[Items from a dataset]
>> begin
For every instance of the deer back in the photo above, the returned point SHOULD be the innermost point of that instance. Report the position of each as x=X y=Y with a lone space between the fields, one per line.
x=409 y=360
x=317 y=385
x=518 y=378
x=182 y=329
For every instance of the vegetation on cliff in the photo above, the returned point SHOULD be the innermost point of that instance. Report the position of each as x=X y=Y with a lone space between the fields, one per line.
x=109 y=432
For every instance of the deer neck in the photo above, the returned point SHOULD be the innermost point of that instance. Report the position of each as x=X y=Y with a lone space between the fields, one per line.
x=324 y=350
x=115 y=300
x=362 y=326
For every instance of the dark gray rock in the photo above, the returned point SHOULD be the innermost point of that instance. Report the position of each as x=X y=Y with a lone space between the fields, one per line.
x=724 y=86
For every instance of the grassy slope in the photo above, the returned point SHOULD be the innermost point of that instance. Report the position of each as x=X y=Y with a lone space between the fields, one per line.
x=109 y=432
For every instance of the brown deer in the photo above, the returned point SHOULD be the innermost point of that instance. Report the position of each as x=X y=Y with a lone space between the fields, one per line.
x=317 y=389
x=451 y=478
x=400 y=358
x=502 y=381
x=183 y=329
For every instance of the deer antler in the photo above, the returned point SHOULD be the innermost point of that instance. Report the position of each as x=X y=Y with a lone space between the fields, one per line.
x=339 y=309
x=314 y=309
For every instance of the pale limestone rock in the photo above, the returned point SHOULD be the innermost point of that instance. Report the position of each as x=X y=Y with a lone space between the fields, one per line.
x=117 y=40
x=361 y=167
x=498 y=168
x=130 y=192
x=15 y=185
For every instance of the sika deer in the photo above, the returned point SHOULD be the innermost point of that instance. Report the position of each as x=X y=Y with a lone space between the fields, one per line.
>> end
WRITTEN REQUEST: Duplicate each line of the listing above word for word, covering all of it.

RESPONSE:
For every instance of the deer back in the photo above, the returned point SHOULD be the innermost point of that instance. Report the position of each as x=X y=Y with a lone space between the fields, one per line.
x=409 y=360
x=317 y=385
x=518 y=378
x=182 y=329
For every instance of the vegetation on cliff in the photo above, the returned point SHOULD be the innermost point of that instance. Report the position of each as x=X y=Y with a lone space between the fields, one per line.
x=109 y=432
For every instance of the deer neck in the photo above, the returned point SHOULD be the innermost point of that instance. Report the position of each as x=X y=Y with a lone space between the fields, one per line.
x=324 y=350
x=115 y=300
x=362 y=326
For every instance of the dark gray rock in the photo above, the returned point SHOULD be the innermost point of that instance. Report the position of each as x=X y=Y with a lone space between the fields, one per line.
x=724 y=86
For every instance of the grassy slope in the photo above, the returned point SHOULD be the innermost point of that instance. Report the position of each as x=X y=Y with a lone space between the fields, one per line.
x=109 y=432
For every instance of the brown deer in the photo above, the returned point SHOULD be the innermost point of that instance. Report the position of each as x=X y=Y with a lone space between the fields, one per line.
x=317 y=389
x=451 y=478
x=400 y=358
x=502 y=381
x=183 y=329
For every instance of the deer antler in the photo above, the returned point SHOULD be the innermost point of that instance. Report the position of each as x=X y=Y with a lone space between the fields, one per line.
x=339 y=309
x=314 y=309
For every instance of the pale limestone rock in the photo above, the returned point SHOULD be the innermost point of that instance. Report the position of each as x=X y=Y with a lone space between the fields, one per line.
x=117 y=40
x=361 y=167
x=498 y=168
x=130 y=192
x=15 y=185
For every instance of the sika deer in the photo above, the returned point SHOULD be the innermost point of that instance. Report the position of each as x=X y=Y with a lone space between the fields, one per line.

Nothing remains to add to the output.